** Begin SOURCE EXTRACT **

Before starting with data analysis, conduct an exploratory analysis to understand how the data is distributed and extract preliminary knowledge. First, try to find out whether the variables are related to each other. You can do this using the pairs() function to create a matrix of sub-axes containing scatter plots of the columns of a matrix. To reduce the number of plots in the matrix, limit your analysis to just four predictors: cylinders, displacement, horsepower, and weight. The target is the mpg variable that contains the miles per gallon of 32 sample cars:

`pairs(mpg~cyl+disp+hp+wt,data=mtcars)`

To specify the response and predictors, the formula argument is used. Each term gives a separate variable in the pairs plot, so terms must be numeric vectors. The response is interpreted as another variable, but not treated specially. The following figure shows a scatter plot matrix: By observing the plots in the first line, it can be noted that fuel consumption increases as the number of cylinders, the engine displacement, the horsepower, and the weight of the vehicle increases.

** End SOURCE EXTRACT **
** Begin SUPPLIED RECORDS **

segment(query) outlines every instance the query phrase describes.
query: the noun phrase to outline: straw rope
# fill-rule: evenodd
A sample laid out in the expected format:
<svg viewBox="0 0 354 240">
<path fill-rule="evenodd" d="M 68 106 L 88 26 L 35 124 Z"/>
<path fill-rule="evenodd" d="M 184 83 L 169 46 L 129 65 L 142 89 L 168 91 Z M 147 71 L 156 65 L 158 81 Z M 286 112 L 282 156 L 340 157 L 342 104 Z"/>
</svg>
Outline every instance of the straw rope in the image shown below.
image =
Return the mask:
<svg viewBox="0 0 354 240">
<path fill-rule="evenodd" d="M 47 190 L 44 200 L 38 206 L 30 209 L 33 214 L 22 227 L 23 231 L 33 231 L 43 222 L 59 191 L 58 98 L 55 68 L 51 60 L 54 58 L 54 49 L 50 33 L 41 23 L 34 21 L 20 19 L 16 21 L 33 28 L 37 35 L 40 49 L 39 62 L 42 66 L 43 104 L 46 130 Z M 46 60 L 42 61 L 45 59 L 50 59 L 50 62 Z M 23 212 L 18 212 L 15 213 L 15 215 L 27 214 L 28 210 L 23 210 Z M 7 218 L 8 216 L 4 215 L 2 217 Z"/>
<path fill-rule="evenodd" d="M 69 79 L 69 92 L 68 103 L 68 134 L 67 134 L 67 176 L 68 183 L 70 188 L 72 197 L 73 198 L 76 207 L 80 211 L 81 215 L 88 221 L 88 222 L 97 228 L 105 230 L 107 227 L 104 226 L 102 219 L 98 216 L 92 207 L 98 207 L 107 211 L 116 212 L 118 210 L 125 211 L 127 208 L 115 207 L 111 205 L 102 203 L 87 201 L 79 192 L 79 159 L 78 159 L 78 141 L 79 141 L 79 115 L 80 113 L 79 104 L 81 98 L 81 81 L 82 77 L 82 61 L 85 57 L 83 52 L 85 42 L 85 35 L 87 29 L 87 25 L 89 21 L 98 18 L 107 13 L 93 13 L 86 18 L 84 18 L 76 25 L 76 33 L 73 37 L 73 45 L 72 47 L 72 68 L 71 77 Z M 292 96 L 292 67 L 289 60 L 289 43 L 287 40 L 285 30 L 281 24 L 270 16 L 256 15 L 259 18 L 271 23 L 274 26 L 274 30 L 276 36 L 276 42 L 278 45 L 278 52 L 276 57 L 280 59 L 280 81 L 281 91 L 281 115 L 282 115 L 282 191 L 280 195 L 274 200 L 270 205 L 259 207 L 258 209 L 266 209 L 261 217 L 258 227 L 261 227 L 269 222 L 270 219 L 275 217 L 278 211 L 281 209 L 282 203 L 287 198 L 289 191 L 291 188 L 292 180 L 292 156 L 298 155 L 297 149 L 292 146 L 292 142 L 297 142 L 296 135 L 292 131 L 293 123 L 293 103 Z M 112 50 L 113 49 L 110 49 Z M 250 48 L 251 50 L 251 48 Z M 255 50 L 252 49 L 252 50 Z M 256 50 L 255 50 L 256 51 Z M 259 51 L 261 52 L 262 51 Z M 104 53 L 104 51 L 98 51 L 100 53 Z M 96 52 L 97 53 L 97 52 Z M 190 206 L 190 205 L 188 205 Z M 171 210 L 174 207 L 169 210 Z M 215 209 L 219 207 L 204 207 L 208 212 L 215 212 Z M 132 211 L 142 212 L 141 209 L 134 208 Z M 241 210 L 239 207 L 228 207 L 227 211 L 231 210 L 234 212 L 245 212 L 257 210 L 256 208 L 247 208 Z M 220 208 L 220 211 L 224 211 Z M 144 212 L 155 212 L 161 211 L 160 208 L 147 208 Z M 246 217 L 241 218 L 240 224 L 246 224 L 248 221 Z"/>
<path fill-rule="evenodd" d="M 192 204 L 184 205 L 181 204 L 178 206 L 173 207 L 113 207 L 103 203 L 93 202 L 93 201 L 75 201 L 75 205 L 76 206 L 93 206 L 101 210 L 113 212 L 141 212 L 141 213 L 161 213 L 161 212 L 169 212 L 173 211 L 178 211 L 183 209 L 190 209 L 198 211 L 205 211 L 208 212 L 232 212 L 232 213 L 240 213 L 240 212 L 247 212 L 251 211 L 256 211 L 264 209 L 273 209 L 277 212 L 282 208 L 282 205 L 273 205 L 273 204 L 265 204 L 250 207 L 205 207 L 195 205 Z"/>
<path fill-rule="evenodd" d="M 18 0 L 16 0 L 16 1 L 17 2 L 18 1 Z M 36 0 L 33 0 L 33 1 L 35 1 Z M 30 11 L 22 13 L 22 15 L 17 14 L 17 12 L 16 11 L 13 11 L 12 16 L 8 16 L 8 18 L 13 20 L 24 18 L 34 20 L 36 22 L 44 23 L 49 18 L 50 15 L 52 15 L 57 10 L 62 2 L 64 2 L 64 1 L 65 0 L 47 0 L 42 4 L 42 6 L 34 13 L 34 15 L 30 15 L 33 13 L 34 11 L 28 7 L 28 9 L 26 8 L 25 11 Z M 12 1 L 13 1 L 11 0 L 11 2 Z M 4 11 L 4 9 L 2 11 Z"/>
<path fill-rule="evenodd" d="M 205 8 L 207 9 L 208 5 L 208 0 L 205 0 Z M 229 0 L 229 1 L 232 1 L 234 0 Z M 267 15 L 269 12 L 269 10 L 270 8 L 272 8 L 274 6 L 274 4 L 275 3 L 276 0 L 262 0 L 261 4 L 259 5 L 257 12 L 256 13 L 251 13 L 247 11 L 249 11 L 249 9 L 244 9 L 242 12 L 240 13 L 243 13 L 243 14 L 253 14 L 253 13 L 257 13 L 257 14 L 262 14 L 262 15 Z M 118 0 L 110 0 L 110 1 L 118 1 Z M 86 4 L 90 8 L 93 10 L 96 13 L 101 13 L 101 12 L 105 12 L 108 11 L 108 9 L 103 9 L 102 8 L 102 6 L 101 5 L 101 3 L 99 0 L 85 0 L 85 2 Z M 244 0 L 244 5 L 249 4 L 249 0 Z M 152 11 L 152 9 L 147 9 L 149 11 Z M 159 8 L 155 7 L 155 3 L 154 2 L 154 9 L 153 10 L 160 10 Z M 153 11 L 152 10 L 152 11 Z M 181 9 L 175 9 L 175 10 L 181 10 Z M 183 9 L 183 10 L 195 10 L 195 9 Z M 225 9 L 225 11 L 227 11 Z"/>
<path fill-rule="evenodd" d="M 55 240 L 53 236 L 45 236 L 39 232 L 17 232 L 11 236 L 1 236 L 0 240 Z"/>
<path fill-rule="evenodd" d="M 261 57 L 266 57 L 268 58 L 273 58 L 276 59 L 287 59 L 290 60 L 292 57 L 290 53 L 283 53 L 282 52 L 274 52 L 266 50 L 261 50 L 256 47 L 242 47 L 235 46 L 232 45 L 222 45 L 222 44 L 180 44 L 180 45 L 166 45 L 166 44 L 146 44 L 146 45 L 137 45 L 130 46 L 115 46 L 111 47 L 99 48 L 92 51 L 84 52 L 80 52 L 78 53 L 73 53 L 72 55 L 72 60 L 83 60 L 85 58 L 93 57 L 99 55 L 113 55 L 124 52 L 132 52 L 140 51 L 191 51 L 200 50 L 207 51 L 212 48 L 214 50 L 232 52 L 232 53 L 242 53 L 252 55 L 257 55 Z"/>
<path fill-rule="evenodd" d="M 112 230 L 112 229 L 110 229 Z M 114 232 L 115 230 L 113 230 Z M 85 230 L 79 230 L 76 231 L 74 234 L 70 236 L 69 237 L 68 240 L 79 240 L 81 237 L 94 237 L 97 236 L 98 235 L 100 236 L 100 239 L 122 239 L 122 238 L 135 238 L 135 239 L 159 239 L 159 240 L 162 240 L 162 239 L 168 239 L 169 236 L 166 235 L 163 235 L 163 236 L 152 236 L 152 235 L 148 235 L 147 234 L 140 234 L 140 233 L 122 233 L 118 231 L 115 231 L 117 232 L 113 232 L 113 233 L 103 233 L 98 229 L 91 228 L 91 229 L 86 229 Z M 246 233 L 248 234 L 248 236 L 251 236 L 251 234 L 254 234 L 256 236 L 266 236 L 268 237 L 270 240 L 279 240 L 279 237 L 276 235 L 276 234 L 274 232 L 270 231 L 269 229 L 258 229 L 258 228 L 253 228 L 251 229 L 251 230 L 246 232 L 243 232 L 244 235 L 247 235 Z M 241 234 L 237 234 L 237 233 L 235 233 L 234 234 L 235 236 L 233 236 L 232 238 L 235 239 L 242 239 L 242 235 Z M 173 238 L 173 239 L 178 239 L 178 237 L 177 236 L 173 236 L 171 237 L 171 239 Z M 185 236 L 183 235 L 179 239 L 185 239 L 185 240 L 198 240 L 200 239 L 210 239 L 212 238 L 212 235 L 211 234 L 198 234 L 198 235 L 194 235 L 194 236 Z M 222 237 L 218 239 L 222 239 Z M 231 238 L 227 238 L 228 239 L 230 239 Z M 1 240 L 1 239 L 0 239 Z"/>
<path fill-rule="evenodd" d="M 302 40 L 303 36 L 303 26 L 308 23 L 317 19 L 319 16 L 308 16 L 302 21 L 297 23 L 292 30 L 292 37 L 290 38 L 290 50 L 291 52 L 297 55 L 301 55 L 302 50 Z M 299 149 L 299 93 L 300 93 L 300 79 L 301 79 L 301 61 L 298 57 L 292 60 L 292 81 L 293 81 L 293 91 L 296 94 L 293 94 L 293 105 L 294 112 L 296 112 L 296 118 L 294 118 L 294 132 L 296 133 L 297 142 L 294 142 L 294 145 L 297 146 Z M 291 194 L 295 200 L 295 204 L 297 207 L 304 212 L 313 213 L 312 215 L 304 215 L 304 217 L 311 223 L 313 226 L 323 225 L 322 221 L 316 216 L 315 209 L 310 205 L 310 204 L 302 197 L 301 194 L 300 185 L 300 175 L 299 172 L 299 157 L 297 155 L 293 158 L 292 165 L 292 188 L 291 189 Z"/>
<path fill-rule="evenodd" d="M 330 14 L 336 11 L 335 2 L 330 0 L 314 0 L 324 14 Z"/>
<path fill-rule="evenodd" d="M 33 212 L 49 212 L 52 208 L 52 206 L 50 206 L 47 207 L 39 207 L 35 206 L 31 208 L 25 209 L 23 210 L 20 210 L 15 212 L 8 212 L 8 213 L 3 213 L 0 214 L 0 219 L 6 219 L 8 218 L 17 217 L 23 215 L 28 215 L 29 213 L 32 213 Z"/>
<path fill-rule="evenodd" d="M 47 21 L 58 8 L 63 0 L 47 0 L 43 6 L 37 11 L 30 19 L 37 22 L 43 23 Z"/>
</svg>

** End SUPPLIED RECORDS **

TASKS TO CARRY OUT:
A) Reproduce the mtcars exploration passage starting at "To specify the" and ending at "the vehicle increases.", swapping "response" for "outcome".
B) In the mtcars exploration passage, what does the formula argument specify?
C) Pick up the mtcars exploration passage after its final sentence and write what comes next.

ANSWERS TO THE EXERCISES:
A)
To specify the outcome and predictors, the formula argument is used. Each term gives a separate variable in the pairs plot, so terms must be numeric vectors. The outcome is interpreted as another variable, but not treated specially. The following figure shows a scatter plot matrix: By observing the plots in the first line, it can be noted that fuel consumption increases as the number of cylinders, the engine displacement, the horsepower, and the weight of the vehicle increases.

B) The response and the predictors.

C)
At this point, you can use the tree() function to build the regression tree. First, install the tree package. To install a library that is not present in the initial distribution of R, you must use the install.package function. This is the main function used to install packages. It takes a vector of names and a destination library, downloads the packages from the repositories, and installs them.

Now, load the library through the library command:

`library(tree)`

You can use the tree() function that builds a regression tree:

`RTModel <- tree(mpg~.,data = mtcars)`

Only two arguments are passed—a formula and the dataset name. The left-hand side of the formula (response) should be a numerical vector when a regression tree is fitted. The right-hand side should be a series of numeric variables separated by +; there should be no interaction terms. Both . and – are allowed; regression trees can have offset terms.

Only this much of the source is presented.